Every line of the data below should be printed exactly. Nothing may be dropped.

(Region pointing data)
►
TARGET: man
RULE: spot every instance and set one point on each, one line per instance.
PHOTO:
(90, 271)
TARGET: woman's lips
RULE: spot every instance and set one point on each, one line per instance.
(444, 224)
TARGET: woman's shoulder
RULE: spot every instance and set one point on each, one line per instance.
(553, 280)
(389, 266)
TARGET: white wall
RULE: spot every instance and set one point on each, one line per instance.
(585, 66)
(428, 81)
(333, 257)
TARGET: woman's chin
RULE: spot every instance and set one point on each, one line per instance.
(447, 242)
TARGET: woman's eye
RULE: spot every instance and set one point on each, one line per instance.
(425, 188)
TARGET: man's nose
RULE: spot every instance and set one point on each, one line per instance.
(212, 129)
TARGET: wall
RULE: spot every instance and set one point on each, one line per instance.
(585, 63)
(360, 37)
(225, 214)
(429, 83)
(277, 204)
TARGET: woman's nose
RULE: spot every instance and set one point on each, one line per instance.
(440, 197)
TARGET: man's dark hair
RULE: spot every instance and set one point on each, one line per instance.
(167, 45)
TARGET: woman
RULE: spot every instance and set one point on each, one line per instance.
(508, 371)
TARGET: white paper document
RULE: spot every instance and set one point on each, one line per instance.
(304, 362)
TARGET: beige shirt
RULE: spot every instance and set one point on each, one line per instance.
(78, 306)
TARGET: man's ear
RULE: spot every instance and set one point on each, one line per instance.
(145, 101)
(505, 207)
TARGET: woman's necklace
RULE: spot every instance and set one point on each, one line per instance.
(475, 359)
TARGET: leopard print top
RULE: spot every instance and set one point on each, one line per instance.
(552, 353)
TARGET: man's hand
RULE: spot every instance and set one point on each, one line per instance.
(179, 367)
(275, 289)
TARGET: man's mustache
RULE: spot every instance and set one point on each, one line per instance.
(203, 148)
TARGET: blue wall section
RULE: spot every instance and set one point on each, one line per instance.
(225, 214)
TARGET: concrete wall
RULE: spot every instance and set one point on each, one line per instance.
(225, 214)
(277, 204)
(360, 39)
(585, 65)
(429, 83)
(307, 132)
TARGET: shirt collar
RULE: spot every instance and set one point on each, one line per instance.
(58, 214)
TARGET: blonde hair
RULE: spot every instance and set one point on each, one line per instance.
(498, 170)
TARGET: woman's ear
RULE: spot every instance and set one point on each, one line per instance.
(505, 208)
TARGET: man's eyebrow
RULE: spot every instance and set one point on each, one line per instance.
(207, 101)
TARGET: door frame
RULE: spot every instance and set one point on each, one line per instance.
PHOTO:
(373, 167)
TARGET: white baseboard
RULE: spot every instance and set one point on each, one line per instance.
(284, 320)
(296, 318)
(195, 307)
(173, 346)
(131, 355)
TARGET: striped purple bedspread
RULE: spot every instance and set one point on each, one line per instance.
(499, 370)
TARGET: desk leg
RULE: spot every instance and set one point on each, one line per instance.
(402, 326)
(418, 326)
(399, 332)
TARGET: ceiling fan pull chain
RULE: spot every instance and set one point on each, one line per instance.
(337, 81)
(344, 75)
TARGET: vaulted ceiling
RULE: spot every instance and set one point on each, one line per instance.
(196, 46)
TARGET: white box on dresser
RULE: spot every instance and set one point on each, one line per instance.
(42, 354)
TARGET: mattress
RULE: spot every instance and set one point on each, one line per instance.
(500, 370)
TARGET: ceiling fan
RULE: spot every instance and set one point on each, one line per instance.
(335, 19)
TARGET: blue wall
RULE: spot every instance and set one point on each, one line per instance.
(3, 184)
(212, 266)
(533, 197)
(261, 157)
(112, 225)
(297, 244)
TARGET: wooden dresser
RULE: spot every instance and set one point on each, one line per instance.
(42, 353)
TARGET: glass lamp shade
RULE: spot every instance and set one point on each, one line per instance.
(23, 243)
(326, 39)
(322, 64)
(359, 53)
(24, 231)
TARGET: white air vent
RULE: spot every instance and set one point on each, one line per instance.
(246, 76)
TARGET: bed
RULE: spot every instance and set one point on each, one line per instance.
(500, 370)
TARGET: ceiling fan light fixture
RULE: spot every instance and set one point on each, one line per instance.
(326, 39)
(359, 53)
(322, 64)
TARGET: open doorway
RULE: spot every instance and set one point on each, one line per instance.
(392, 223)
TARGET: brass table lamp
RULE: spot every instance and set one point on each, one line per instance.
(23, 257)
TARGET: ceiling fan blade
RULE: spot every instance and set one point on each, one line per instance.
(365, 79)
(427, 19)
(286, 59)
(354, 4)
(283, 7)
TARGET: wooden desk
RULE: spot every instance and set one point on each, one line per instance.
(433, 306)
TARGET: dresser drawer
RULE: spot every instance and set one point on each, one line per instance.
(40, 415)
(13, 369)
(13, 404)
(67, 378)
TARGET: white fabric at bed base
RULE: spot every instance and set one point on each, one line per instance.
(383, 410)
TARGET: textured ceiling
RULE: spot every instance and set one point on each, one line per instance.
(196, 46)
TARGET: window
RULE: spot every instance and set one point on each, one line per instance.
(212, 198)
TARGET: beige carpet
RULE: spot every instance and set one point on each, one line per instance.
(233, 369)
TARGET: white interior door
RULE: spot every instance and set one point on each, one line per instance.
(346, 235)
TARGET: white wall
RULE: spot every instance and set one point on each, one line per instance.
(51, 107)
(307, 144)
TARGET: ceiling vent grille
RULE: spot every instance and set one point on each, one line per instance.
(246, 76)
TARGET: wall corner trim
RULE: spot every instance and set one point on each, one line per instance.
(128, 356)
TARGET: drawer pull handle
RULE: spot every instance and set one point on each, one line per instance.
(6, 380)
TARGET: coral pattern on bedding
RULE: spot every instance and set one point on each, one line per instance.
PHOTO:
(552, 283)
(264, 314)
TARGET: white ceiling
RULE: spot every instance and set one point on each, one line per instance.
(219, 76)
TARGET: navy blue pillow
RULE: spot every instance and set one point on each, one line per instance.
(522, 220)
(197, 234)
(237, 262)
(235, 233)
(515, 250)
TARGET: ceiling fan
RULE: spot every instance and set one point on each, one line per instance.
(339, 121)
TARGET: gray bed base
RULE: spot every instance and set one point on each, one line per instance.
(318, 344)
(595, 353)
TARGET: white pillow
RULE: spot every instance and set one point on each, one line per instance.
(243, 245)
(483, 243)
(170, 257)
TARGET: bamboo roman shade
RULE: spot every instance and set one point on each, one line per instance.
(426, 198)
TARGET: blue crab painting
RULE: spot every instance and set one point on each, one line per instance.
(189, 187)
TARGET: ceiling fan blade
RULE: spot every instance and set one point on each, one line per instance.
◄
Answer section –
TARGET: man
RULE: spot every instance and set one point on each, one line per instance.
PHOTO:
(90, 271)
TARGET: woman's lips
RULE: spot every instance and set one point on each, one line per instance.
(444, 224)
TARGET: woman's shoulder
RULE: spot every instance and set one point on each, one line per instance.
(553, 280)
(389, 266)
TARGET: white wall
RULE: spot every instance and set one point on each, one line per instance.
(585, 66)
(428, 81)
(333, 257)
TARGET: woman's chin
RULE: spot every instance and set one point on each, one line per instance.
(447, 242)
TARGET: woman's eye
RULE: spot every instance and set one point on each, one line per instance.
(425, 188)
TARGET: man's nose
RULE: spot every instance and set one point on each, one line per instance.
(212, 129)
TARGET: wall
RULE: spot every instance and set one point on each, one line per instance.
(585, 63)
(360, 37)
(225, 214)
(429, 83)
(277, 204)
TARGET: woman's nose
RULE: spot every instance and set one point on each, one line per instance.
(440, 197)
TARGET: man's dark hair
RULE: spot every instance and set one point on each, one line per instance.
(167, 45)
TARGET: woman
RULE: spot every instance and set one point on each, one line per instance.
(508, 371)
TARGET: white paper document
RULE: spot every instance and set one point on each, one line per instance.
(304, 362)
TARGET: beige shirt
RULE: spot every instance and set one point on each, one line per instance.
(78, 306)
TARGET: man's ear
RULE: spot every instance and set one point on each, one line per instance.
(145, 101)
(505, 207)
TARGET: woman's necklace
RULE: spot every instance and set one point on each, one line per instance.
(475, 359)
TARGET: leopard print top
RULE: spot every instance and set one point on each, one line per instance.
(552, 353)
TARGET: man's hand
RULE: spot every instance and set one point on each, one line per instance.
(179, 367)
(275, 289)
TARGET: man's mustache
RULE: spot every instance and set one point on each, one line per instance.
(203, 148)
TARGET: blue wall section
RULE: spot every instance and set one point on each, one line per instance.
(225, 214)
TARGET: concrete wall
RULE: spot every instance and set one point on each, one line per instance.
(225, 214)
(277, 204)
(360, 39)
(585, 65)
(429, 83)
(307, 132)
TARGET: shirt collar
RULE: spot every instance and set one point on each, one line per instance.
(58, 214)
TARGET: blonde hair
RULE: spot every instance and set one point on each, one line per instance.
(498, 170)
TARGET: woman's ear
RULE: spot every instance and set one point on each, one line per instance.
(505, 208)
TARGET: man's eyebrow
RULE: spot every instance and set one point on each, one line per instance.
(207, 101)
TARGET: door frame
RULE: spot every instance and set one point on each, one line per instance.
PHOTO:
(373, 167)
TARGET: white baseboard
RULE: spot every instance and set one point on each, one line per instance.
(284, 320)
(296, 318)
(195, 307)
(173, 346)
(131, 355)
TARGET: striped purple bedspread
RULE: spot every instance and set one point on each, one line per instance.
(499, 370)
TARGET: desk leg
RULE: spot every instance and set one point on each, one line per instance.
(402, 326)
(418, 326)
(399, 332)
TARGET: ceiling fan pull chain
RULE: spot every instance and set one point on each, one line per instance.
(337, 81)
(344, 75)
TARGET: vaulted ceiling
RULE: spot every instance and set one point on each, one line per instance.
(196, 46)
TARGET: white box on dresser
RULE: spot every instance and set one point on each, one line per instance.
(42, 354)
TARGET: mattress
RULE: spot every instance and set one point on each, one line per instance.
(500, 370)
TARGET: ceiling fan
RULE: spot every instance and set one point on each, one line per instance.
(335, 19)
TARGET: blue wall
RULE: spot every instance and set one point on each, one line per instance.
(3, 184)
(212, 266)
(533, 197)
(261, 157)
(112, 225)
(297, 244)
TARGET: wooden dresser
RULE: spot every instance and set one point on each, one line per instance.
(42, 353)
TARGET: glass lamp shade
RULE: spot every instance and set one point on each, one line per instance.
(23, 243)
(326, 39)
(322, 64)
(359, 53)
(24, 231)
TARGET: white air vent
RULE: spot every instance and set one point on each, one line per instance.
(246, 76)
TARGET: bed
RULE: spot every instance and set one point on each, one line per instance.
(500, 370)
TARGET: ceiling fan light fixture
RULE: spot every instance and set one point on each, one line per instance.
(326, 39)
(359, 53)
(322, 64)
TARGET: open doorway
RULE: spot every instance and set one point on each, one line per instance.
(392, 223)
TARGET: brass table lamp
RULE: spot every instance and set one point on each, one line per instance.
(23, 257)
TARGET: ceiling fan blade
RULE: spot every instance and set one point on each, one line per instance.
(365, 79)
(427, 19)
(286, 59)
(354, 4)
(283, 7)
TARGET: wooden desk
RULE: spot every instance and set one point on each, one line per instance.
(433, 306)
TARGET: dresser drawer
RULE: spot every instance and set one point on each, one line per instance.
(40, 415)
(13, 369)
(13, 404)
(67, 378)
TARGET: white fabric at bed base
RULE: spot every instance and set one point on each, one line per instance.
(383, 410)
TARGET: textured ceiling
RULE: spot every instance and set one point on each, one line per instance.
(196, 46)
TARGET: window
RULE: spot every instance and set one point on each, one line per instance.
(212, 198)
TARGET: beige carpet
RULE: spot every instance and set one point on each, one line per instance.
(233, 369)
TARGET: white interior door
RULE: spot every instance and set one point on each, one line per instance.
(346, 235)
TARGET: white wall
RULE: spot every instance and set one point on each, one line per instance.
(51, 107)
(307, 144)
TARGET: ceiling vent grille
RULE: spot every instance and set one point on each, one line per instance.
(246, 76)
TARGET: wall corner trim
RULE: spot every instance and set one point on each, one line per instance.
(128, 356)
TARGET: drawer pull handle
RULE: spot every instance and set one point on each, one line per instance.
(6, 380)
TARGET: coral pattern on bedding
RULE: spot every instance and set one point on each, one line per instance.
PHOTO:
(552, 283)
(264, 314)
TARGET: white ceiling
RULE: spot every instance and set one point on each, one line per instance.
(219, 76)
TARGET: navy blue pillow
RULE: spot every instance and set one point on each, one line per instance.
(522, 220)
(197, 234)
(237, 262)
(235, 233)
(515, 250)
TARGET: ceiling fan
RULE: spot every instance and set one point on each, one line per instance.
(339, 121)
TARGET: gray bed base
RULE: spot every instance and set one point on each, one line per instance.
(318, 344)
(595, 353)
TARGET: white pillow
RULE: spot every instance and set one point on each, one line per instance.
(243, 245)
(483, 243)
(170, 257)
TARGET: bamboo roman shade
RULE: spot every instance and set one point on each, one line per instance.
(426, 198)
TARGET: blue crab painting
RULE: spot every instance and set one point on each, one line per instance.
(189, 187)
TARGET: ceiling fan blade
RULE: spot every instance and set one point on each, one line per instance.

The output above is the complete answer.